> **Exercise brief**
Transcribe the lines below verbatim, skipping the images.

> **Stored data entries**

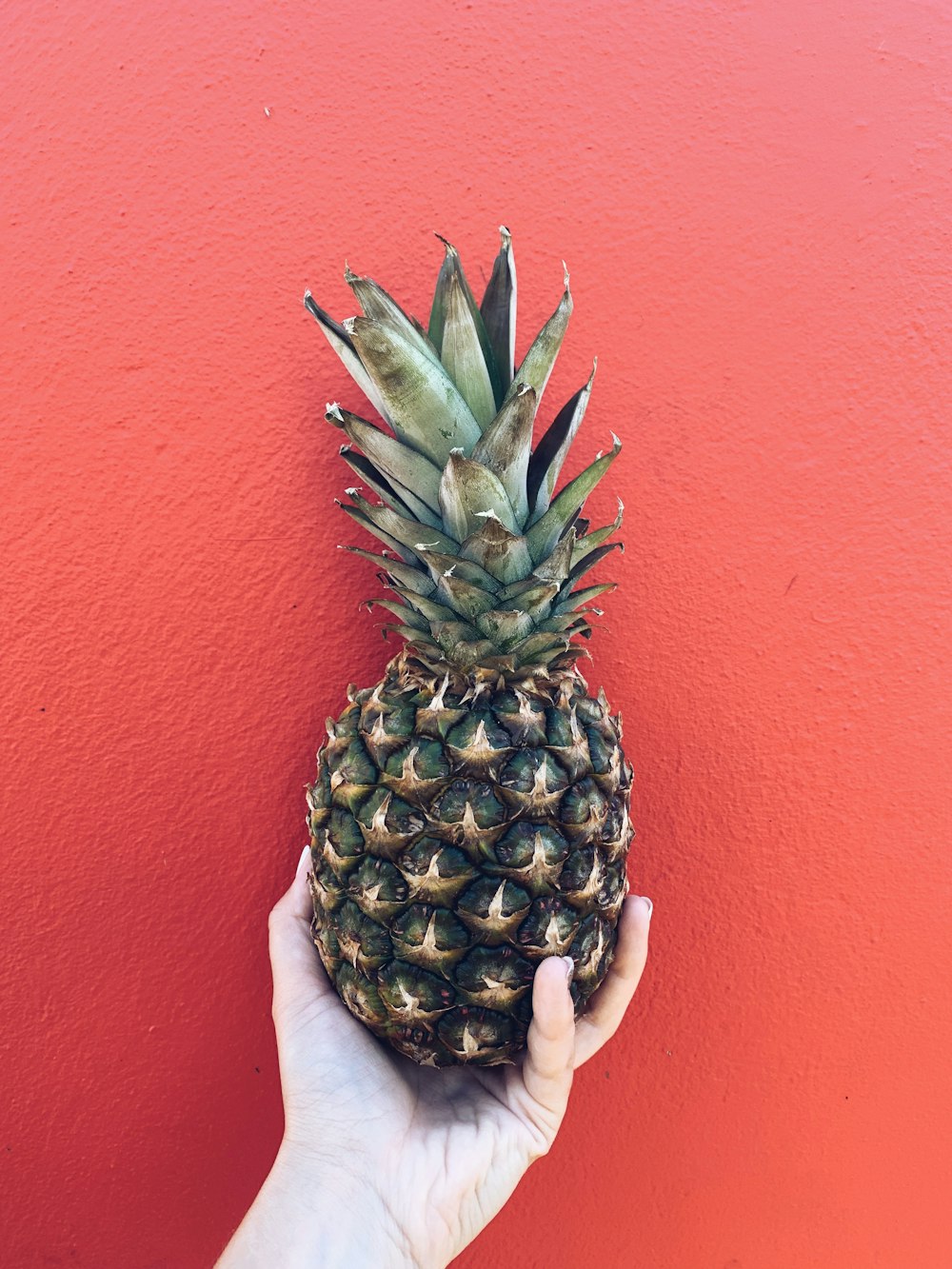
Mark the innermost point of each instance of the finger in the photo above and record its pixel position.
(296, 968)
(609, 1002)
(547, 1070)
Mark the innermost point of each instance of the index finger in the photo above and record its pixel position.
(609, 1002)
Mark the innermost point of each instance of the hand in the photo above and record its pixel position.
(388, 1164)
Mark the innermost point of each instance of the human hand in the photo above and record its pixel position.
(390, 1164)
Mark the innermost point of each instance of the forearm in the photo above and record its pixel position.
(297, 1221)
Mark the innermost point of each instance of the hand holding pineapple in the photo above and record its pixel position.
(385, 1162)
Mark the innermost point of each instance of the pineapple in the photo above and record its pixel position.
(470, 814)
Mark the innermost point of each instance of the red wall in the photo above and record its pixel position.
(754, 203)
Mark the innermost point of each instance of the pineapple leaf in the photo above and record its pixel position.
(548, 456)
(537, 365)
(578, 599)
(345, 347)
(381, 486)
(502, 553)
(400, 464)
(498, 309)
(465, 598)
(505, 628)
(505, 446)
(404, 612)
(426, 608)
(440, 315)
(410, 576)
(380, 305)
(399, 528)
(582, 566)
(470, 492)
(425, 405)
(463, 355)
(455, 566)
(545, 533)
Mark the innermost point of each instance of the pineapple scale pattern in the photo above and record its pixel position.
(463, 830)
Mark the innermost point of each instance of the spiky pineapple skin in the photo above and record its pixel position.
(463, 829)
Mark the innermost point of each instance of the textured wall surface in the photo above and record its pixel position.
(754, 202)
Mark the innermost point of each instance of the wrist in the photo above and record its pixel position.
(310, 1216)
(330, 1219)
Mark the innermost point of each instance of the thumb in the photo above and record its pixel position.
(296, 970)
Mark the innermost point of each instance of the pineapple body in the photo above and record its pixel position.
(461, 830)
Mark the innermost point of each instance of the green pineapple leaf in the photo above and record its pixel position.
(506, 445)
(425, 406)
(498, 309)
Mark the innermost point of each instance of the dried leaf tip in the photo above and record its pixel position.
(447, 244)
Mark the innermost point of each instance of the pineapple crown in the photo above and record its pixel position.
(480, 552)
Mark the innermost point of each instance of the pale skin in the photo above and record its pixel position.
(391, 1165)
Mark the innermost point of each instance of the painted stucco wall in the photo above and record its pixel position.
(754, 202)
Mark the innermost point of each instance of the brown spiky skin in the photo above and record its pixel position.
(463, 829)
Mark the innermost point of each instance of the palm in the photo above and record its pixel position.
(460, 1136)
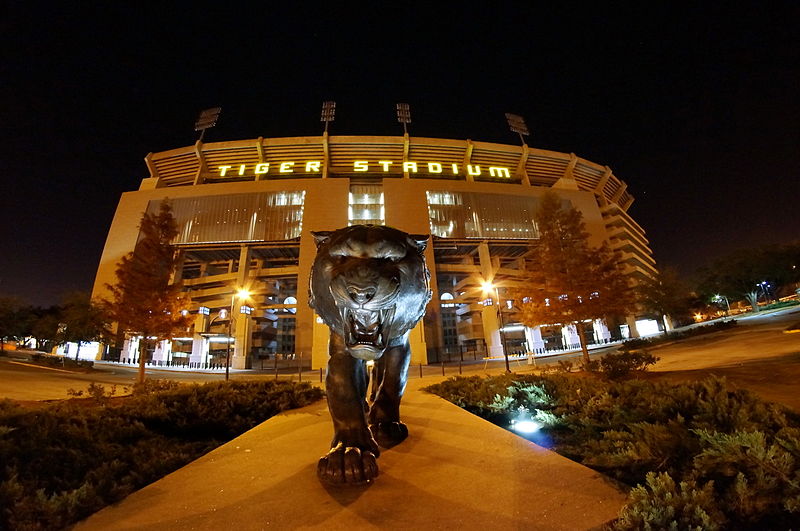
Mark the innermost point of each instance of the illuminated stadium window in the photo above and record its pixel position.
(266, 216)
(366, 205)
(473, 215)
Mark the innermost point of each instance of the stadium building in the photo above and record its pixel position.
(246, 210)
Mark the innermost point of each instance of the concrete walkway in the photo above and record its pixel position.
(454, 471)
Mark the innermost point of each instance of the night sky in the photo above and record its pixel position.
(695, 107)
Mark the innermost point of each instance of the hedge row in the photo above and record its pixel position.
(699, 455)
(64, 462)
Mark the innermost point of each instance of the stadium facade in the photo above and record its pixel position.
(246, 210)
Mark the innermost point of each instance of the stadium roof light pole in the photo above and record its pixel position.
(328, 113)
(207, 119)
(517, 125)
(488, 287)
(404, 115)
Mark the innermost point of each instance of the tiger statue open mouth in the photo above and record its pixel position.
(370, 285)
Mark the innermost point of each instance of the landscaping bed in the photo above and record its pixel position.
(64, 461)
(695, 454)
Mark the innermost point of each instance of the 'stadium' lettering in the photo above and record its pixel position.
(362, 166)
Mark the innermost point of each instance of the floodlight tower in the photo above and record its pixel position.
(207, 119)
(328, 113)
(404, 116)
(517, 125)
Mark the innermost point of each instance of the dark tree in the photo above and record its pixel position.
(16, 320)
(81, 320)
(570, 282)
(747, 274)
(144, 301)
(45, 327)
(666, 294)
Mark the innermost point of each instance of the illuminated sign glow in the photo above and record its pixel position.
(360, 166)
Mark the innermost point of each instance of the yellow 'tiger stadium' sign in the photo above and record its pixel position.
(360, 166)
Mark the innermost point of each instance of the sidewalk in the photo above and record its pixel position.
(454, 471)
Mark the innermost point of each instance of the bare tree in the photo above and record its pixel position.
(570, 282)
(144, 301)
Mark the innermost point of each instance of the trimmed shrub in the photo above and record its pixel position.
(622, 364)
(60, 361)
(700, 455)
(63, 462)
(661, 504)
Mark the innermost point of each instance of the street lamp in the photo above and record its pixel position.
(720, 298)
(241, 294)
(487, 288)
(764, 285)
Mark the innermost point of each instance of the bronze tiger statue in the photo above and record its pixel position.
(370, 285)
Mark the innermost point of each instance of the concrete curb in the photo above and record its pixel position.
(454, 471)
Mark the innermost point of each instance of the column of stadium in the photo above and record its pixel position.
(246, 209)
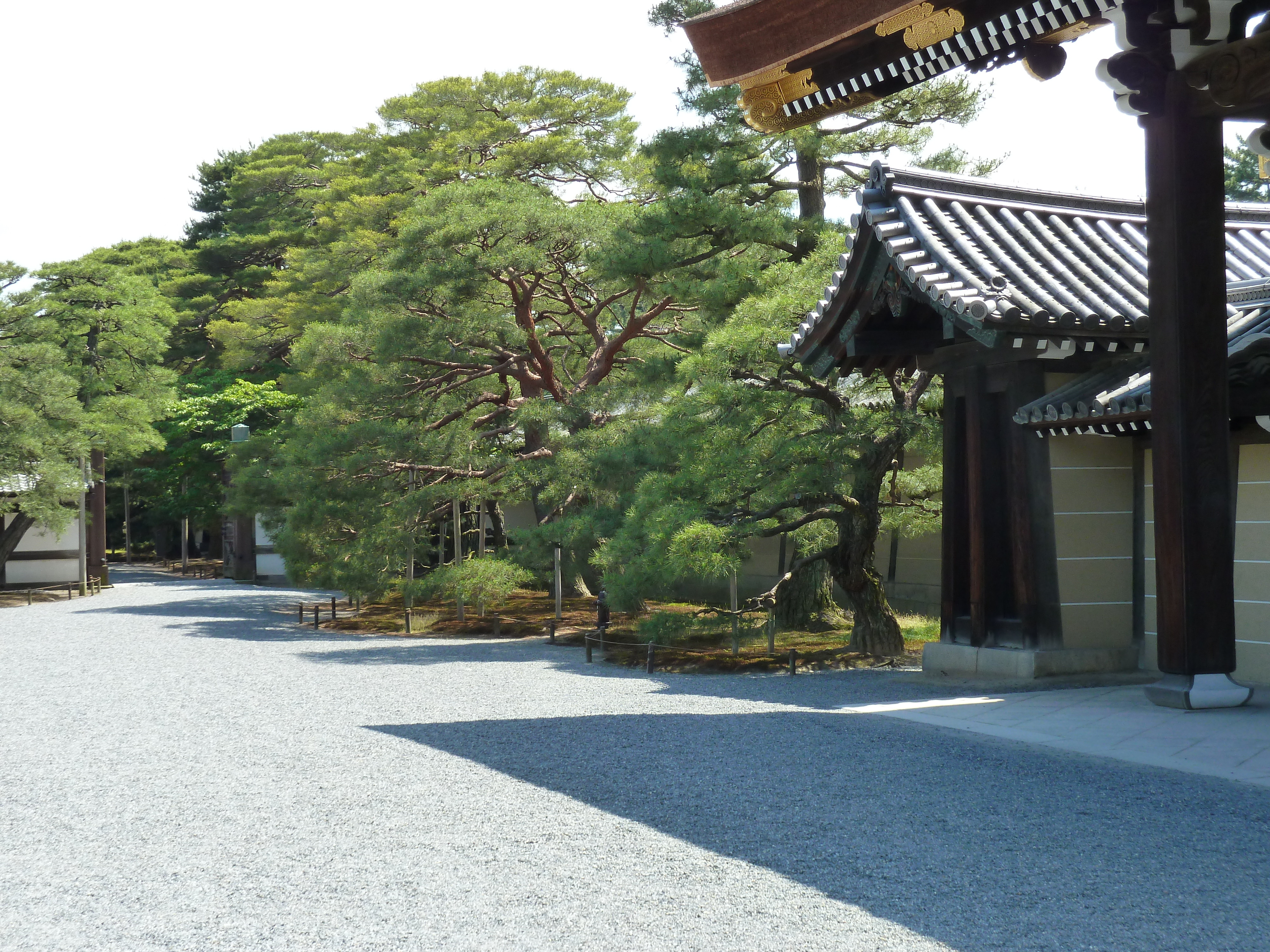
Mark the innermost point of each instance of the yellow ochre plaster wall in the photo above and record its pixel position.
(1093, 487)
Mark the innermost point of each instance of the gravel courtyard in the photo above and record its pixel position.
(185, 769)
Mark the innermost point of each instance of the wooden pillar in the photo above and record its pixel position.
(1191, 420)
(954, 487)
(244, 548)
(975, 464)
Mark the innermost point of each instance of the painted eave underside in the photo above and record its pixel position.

> **Written solution**
Mark the innermost point of each instance of the finger in the photo above and record its pixel position.
(296, 968)
(609, 1002)
(547, 1070)
Mark the innermost point of each instance of the index finger in the photo above and record its pixel position.
(609, 1002)
Mark the innermost point of each instance of the hand in the photo above and record its pixel position.
(388, 1164)
Mark the innermost point of each instance of the human hand in the photo above and record its pixel position.
(390, 1164)
Mark the innermost point of each instance of the forearm in the photo above and record its pixel position.
(297, 1221)
Mark the innermost point of each instance of the hand holding pineapple in the photo above and record its pixel position.
(385, 1162)
Mark the innermost point of each instance of the pineapple in the photo above and record its pixel position.
(470, 814)
Mark the innermost point of each instance of the red wall in the photo above and record its pixel position.
(754, 203)
Mark the innermost point of each instance of the pineapple leaf in the photo above and record its pixel position.
(548, 456)
(537, 365)
(578, 599)
(345, 347)
(381, 486)
(502, 553)
(400, 464)
(498, 309)
(465, 598)
(505, 628)
(505, 446)
(404, 612)
(426, 608)
(440, 315)
(410, 576)
(380, 305)
(399, 528)
(582, 566)
(470, 492)
(425, 405)
(463, 355)
(455, 566)
(545, 533)
Mark the innermost point of each instance of the pineapple scale pattern in the photo above and record its pixel position.
(463, 830)
Mark the innermost point of each instance of the spiky pineapple skin in the photo above and record its pixel position.
(463, 829)
Mark the innermost point of each instance of the textured wall surface in the photo above and record its pixel position.
(754, 202)
Mark the innermost point of each instance of the wrist in the photo above and record its pixel position.
(310, 1216)
(330, 1219)
Mark the innermost point of each instance of the thumb in the photo above and record its pixel position.
(296, 970)
Mark the innermost point of each instance of the pineapple body in the photo above and record its pixel position.
(461, 830)
Mark the innermost point of each instance of the green pineapple leaf in the photo above and record its pixel position.
(506, 445)
(425, 406)
(498, 309)
Mark the innermost point of each instance of the dried leaf tip in the photo above and record its pixel position.
(447, 244)
Mark the innermost point of each instance of the pineapple crown in the photo above and record its pixel position.
(480, 552)
Mark the innermost point of each instance of the pale skin in the photo above and record its pixel position.
(391, 1165)
Mark the innermost point of each instance of the painted stucco wall in the photo above and record its pixel position.
(754, 202)
Mark the innermost point of each instance of the brown spiky skin in the photo above and record its pixel position.
(463, 829)
Mark the innermost point of each instance of the palm in the photo above and record its pixel position.
(460, 1136)
Mark the innermost point of each instance of the illuminated stadium window in the photo above and record its pixel position.
(266, 216)
(366, 205)
(473, 215)
Mark the innermost point of each instance of the stadium building in the photo above and record its pixel position.
(246, 210)
Mark the innermost point of each instance of the concrete walkway in the photo above and record its pixel position.
(454, 471)
Mark the innermost point of each instance of the night sky in the photo above and record its pixel position.
(695, 107)
Mark the innermost point of each instance of the hedge row in the photo above and record its pixel position.
(699, 455)
(64, 462)
Mark the innermost point of each instance of the stadium facade in the photo above and record its pixel position.
(246, 210)
Mark the innermost point of each instance of the stadium roof light pole in the photo above and record its pixel position.
(328, 113)
(207, 119)
(517, 125)
(488, 287)
(404, 115)
Mark the innermost point of each instance of the tiger statue open mouth in the photo above and record its pixel position.
(370, 285)
Mark the innermost point of each instance of the landscaping bed in the photo above and record its pixel position.
(64, 461)
(695, 454)
Mark the innermost point of each instance of the 'stadium' lettering in the photo above and record its pixel position.
(362, 166)
Mark the innermost point of each instance of the floodlight tower in the photo above and record its pixel position.
(207, 119)
(328, 113)
(404, 116)
(517, 125)
Mark the innermost point of each instance of the dark tree in the photo above and record its pixel position.
(16, 320)
(81, 320)
(570, 282)
(747, 274)
(144, 301)
(45, 327)
(666, 294)
Mark the innermost point of each instance of the illuminated sign glow in the photo above and record its pixel position.
(360, 166)
Mark the innermost point of each instance of the yellow 'tiger stadium' sign in the photo above and record its pixel position.
(360, 166)
Mark the innermost point of each instance of the sidewalk in the photo above and record its pixel position.
(454, 471)
Mark the innermost point of each instance of the bare tree in the photo above and record its pixel position.
(570, 282)
(144, 301)
Mark the innermost point of each instance of the trimmed shrub in the photo above and record its pixel position.
(622, 364)
(60, 361)
(700, 455)
(63, 462)
(661, 504)
Mark the innermost point of each instance of the street lamp in the photo above and record its pixel position.
(720, 298)
(241, 294)
(487, 288)
(764, 285)
Mark the innermost point of each instance of the bronze tiger statue in the photo above and record its pixel position.
(370, 285)
Mark the innermost point of each instance of the concrete curb in the photo above and record its pixel position.
(454, 471)
Mark the innermost point of each instance of the column of stadium in the photo above and record its pixel position.
(246, 209)
Mark the innermost point of each instance of the yellow ochre plaster wall in the photo above and record its pixel position.
(1093, 487)
Mark the innermost point of each instance of the gravel courtyard in the photo above and record its pixel position.
(185, 769)
Mark the innermost point of each instance of the wooden pillar in the photo above and record its pixel position.
(1191, 420)
(954, 487)
(244, 548)
(975, 464)
Mark the innermost point of each instance of the painted eave underside in the photo above and record its pixel position.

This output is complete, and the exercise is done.